From the first line to the last, reproduce the material exactly.
::: THE DATA :::
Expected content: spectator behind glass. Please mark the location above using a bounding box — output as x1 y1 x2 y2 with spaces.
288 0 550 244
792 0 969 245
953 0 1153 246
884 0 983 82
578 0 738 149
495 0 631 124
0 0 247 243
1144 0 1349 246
:::
COMPLETED TASK:
Expected content: spectator behind glass. Please mark the location above using a bounding box — output as x1 y1 x2 y2 with spaces.
288 0 550 244
792 0 969 245
953 0 1153 246
884 0 983 82
578 0 738 149
495 0 631 124
0 0 247 243
1144 0 1349 246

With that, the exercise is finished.